-- DOCUMENT --

Not that I'm counting the days, but I realized that I have one month left in Park City until mid-October. Per usual, time flies and the seasons change before I know it. For now, I've settled into a good rhythm of consistent training.
I've primarily been in Park City since the last time I wrote, with the exception of a quick trip to New York and a week in Steamboat Springs.
We had a really successful camp in Steamboat over the Fourth of July. I was impressed with how close all of us are at the moment. The juniors, Ben Loomis and Stephen Schumann are right up there pushing the rest of us, which is awesome! In fact, Ben lead the way on the HS75 jump hill and skied to third during the Mainstreet race, behind the Fletcher brothers. Stephen, only 16, posted one of the fastest times of the day on a brutal uphill time trial shortly before we left for Steamboat. Some serious motivation to be gained from this! And now I really understand how motivated Bryan and Taylor are from their fierce sibling rivalry.
In addition to our training schedule in Steamboat, we spent an evening with many of our supporters, fans and family. Steamboat is definitely the heartland of Nordic Combined in the US, making it a great place to reach out to our community. Although it is tough to be constantly asking for support from the same group of people, we're fortunate enough to have a community that sees our value and continues to help us meet our needs. And, we try to bring in a few new people to our fundraisers from outside the community.

-- TASKS TO PERFORM --
[a] Reproduce the training update between "In addition to" and "outside the community.", inclusive.
[b] Answer yes or no to whether each statement agrees with the training update, and quote the words that decide it: (i) The Steamboat camp took place over the Fourth of July. (ii) Stephen Schumann skied to third during the Mainstreet race. (iii) The writer has one month left in Park City until mid-October.
The lines that come next have no connection to the training update.

-- GIVEN INFORMATION --
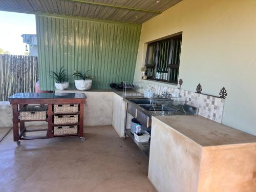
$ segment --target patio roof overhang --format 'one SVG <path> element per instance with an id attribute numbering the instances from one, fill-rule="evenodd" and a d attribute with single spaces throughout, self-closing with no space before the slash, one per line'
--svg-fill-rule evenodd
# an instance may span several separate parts
<path id="1" fill-rule="evenodd" d="M 141 24 L 182 0 L 2 0 L 0 10 Z"/>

-- LIST OF SOLUTIONS --
[a]
In addition to our training schedule in Steamboat, we spent an evening with many of our supporters, fans and family. Steamboat is definitely the heartland of Nordic Combined in the US, making it a great place to reach out to our community. Although it is tough to be constantly asking for support from the same group of people, we're fortunate enough to have a community that sees our value and continues to help us meet our needs. And, we try to bring in a few new people to our fundraisers from outside the community.

[b]
(i) Yes: "We had a really successful camp in Steamboat over the Fourth of July."
(ii) No: "Ben lead the way on the HS75 jump hill and skied to third during the Mainstreet race"
(iii) Yes: "I have one month left in Park City until mid-October."